__Dataset items__
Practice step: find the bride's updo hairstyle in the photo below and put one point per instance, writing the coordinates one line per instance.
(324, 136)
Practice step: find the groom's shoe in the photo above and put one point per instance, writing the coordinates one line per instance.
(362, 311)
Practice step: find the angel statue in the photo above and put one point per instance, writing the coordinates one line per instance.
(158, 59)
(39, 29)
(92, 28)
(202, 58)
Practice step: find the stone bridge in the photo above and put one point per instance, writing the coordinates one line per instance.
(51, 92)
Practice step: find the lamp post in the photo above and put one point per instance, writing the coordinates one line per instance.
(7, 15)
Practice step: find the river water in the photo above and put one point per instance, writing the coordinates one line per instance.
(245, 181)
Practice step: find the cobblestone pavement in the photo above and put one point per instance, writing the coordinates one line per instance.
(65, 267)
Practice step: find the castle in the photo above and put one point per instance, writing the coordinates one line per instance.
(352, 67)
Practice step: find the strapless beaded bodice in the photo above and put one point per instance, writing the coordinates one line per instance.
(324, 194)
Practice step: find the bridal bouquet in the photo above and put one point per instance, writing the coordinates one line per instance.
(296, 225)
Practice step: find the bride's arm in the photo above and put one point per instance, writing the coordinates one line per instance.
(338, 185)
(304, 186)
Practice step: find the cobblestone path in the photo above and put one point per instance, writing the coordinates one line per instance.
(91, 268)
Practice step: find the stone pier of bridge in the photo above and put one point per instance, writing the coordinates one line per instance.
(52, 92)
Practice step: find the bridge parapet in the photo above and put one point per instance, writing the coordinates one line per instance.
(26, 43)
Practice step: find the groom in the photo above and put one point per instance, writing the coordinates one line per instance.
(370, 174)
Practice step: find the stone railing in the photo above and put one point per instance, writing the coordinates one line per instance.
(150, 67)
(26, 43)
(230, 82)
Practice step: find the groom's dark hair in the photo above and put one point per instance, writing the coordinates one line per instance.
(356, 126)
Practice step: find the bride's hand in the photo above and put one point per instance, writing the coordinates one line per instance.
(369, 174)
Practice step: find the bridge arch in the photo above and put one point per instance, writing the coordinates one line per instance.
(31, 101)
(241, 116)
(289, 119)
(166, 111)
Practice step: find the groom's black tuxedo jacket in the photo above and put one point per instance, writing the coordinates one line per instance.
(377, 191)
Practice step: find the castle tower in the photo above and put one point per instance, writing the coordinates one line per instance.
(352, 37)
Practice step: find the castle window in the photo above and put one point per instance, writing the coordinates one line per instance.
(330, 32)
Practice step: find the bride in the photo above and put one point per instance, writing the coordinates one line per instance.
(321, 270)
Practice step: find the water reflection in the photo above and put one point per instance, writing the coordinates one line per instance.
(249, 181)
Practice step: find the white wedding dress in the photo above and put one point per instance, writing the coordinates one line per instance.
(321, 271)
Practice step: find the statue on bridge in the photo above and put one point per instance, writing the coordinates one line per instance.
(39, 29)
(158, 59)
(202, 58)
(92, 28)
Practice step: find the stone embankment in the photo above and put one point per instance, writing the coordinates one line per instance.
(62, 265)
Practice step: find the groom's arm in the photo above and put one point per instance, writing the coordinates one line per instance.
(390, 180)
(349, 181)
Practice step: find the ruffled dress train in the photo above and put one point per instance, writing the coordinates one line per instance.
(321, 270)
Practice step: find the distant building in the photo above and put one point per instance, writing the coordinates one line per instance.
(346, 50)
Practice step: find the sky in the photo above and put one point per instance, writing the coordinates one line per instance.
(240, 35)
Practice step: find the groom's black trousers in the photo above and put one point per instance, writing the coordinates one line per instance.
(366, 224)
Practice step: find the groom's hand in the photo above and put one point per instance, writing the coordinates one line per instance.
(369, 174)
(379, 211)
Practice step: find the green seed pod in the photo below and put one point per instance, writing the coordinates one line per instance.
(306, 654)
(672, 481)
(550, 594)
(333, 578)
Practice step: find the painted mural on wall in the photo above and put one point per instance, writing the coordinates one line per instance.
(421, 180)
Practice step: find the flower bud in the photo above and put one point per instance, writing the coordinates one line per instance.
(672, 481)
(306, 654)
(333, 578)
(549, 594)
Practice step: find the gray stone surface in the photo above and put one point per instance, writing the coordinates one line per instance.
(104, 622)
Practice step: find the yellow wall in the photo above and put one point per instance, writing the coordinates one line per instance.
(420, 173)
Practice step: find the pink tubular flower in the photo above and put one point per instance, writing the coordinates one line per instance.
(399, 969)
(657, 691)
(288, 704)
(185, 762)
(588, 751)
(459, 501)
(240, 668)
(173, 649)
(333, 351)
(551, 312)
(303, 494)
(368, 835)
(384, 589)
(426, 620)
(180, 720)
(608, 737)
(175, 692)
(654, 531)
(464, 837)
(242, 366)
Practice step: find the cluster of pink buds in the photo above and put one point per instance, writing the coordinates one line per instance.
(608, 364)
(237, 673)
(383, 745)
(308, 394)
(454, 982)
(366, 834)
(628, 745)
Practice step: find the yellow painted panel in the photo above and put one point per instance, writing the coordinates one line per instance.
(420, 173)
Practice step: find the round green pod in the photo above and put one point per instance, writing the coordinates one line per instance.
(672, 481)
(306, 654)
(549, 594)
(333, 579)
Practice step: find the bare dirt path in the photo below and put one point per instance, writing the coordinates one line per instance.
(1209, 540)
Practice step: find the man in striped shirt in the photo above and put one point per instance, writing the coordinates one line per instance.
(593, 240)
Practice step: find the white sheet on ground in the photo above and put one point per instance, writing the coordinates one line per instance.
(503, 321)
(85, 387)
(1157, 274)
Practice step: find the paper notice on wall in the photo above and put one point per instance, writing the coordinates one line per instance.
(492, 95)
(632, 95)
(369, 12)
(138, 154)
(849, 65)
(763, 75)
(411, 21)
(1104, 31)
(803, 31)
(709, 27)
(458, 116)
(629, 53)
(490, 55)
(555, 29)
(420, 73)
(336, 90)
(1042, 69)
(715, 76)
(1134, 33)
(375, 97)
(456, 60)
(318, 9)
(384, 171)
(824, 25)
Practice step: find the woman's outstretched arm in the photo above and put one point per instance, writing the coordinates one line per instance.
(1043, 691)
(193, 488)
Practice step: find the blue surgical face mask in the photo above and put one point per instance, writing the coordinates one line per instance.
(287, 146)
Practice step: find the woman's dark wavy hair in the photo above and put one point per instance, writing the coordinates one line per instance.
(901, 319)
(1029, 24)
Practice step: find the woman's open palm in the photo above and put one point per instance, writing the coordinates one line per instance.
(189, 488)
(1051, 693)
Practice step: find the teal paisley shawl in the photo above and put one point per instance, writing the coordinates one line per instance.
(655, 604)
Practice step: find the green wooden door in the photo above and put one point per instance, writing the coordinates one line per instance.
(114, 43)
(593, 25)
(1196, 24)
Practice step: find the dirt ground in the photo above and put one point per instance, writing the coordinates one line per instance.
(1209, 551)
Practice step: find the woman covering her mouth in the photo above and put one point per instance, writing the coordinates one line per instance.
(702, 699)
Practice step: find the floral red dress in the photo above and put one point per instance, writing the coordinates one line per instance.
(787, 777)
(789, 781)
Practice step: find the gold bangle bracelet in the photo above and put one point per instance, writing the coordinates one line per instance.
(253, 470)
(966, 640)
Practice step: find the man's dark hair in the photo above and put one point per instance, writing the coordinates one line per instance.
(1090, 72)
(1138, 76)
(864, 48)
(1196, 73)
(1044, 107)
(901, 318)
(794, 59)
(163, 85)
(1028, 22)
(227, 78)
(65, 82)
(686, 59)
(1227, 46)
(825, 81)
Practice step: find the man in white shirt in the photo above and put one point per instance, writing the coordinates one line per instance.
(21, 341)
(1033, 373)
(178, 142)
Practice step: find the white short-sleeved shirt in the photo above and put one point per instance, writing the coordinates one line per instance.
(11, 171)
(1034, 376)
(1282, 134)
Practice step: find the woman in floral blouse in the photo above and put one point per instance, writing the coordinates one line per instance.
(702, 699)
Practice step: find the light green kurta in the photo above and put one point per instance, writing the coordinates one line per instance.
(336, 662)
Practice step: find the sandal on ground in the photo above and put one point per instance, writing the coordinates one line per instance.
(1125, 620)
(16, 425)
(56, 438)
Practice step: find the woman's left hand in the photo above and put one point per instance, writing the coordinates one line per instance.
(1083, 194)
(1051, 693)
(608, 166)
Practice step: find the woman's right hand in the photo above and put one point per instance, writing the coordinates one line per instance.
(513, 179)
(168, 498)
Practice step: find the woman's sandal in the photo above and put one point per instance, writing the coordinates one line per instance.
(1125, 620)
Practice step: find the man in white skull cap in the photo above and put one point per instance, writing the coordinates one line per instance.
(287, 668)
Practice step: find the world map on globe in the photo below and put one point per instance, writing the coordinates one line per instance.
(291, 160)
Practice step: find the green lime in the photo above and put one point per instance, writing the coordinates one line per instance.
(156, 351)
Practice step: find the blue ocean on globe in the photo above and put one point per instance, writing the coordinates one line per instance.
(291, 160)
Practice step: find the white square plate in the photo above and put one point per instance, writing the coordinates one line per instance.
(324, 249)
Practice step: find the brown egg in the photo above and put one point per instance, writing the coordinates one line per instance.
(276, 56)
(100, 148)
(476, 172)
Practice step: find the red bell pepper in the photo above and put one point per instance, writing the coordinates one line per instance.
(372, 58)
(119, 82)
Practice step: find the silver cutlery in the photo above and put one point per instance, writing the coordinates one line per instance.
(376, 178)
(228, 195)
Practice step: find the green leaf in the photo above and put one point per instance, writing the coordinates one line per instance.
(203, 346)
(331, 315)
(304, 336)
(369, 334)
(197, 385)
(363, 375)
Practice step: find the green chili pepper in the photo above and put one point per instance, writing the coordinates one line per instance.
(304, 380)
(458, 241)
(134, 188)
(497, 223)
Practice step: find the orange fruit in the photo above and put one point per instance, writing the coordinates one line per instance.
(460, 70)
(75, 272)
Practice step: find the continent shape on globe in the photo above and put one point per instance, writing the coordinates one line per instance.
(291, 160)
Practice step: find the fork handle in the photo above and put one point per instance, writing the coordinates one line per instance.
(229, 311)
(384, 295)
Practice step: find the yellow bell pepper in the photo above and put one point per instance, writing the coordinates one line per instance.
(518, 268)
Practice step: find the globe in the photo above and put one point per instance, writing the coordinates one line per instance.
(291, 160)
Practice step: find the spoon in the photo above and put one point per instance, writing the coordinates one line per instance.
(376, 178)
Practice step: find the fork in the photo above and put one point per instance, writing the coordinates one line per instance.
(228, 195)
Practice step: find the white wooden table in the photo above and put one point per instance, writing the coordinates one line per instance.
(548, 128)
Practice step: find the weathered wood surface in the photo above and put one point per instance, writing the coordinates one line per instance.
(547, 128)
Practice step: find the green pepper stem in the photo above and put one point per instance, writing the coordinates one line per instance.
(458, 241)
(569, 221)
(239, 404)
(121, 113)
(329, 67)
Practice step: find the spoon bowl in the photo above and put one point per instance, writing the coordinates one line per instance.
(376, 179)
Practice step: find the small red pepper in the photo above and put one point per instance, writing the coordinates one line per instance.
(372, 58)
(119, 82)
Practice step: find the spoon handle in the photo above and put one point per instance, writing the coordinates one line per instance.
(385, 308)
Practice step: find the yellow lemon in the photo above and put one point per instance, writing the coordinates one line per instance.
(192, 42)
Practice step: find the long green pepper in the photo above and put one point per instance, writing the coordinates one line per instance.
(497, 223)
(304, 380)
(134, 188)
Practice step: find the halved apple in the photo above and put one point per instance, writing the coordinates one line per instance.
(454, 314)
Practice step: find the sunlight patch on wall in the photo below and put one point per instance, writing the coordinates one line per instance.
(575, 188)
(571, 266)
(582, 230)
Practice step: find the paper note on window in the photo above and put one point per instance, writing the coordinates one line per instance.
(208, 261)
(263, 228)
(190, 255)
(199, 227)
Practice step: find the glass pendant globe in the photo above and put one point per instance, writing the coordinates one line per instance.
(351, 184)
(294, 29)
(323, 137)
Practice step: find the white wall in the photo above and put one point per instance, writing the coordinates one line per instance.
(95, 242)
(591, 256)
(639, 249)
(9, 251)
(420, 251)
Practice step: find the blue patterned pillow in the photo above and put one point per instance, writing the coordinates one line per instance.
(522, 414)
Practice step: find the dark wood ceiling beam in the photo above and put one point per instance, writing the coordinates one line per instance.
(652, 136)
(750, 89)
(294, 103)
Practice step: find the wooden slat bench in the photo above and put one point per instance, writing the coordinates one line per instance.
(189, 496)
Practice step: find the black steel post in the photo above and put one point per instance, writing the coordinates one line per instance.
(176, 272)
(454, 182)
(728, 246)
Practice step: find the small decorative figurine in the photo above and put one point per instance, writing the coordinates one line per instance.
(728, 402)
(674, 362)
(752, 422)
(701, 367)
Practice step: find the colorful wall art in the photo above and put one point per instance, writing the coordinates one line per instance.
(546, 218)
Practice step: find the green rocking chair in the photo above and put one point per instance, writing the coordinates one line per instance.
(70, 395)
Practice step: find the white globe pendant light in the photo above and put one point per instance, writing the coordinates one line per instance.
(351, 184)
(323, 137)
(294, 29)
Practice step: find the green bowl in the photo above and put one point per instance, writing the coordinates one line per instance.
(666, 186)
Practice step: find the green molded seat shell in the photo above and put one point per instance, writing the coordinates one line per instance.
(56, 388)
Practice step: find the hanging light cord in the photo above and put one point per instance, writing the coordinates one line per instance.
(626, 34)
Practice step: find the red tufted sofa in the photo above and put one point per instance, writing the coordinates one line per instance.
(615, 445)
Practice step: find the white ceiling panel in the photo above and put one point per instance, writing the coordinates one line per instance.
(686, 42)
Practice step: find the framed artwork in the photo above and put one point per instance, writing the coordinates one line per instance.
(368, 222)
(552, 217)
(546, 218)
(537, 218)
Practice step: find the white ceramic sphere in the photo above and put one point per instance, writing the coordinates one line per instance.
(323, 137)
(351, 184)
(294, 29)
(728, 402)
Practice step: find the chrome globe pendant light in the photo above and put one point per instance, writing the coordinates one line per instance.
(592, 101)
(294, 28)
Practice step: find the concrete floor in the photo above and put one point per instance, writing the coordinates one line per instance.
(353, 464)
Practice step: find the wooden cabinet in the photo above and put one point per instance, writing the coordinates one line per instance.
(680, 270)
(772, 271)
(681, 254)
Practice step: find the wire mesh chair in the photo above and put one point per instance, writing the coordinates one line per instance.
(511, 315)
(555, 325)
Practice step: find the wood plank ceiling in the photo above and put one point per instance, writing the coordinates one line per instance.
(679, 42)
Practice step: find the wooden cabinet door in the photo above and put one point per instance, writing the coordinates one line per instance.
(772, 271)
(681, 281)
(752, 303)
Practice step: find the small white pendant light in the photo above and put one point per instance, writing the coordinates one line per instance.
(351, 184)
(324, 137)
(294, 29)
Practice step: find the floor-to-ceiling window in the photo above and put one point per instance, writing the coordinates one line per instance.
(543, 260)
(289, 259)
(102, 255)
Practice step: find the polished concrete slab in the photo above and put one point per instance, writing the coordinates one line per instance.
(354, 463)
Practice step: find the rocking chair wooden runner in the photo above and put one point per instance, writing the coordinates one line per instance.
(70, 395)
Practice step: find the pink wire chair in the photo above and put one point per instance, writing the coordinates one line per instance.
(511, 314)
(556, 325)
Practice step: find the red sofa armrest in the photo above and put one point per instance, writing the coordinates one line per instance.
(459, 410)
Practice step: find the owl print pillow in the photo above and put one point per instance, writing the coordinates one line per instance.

__Your objective__
Would you quote, exactly and only, the lines from the one containing "Practice step: find the pink wire" to the end of the entries?

__Answer box__
Practice step: find the pink wire chair in the photo above and put one point per instance, writing the coordinates one line per instance.
(511, 314)
(556, 325)
Practice step: find the red sofa armrest in the photo above and put one point per instance, writing the coordinates one line per instance.
(459, 410)
Practice step: find the owl print pillow in the photo above and put one point per instance, writing the coordinates one line per instance.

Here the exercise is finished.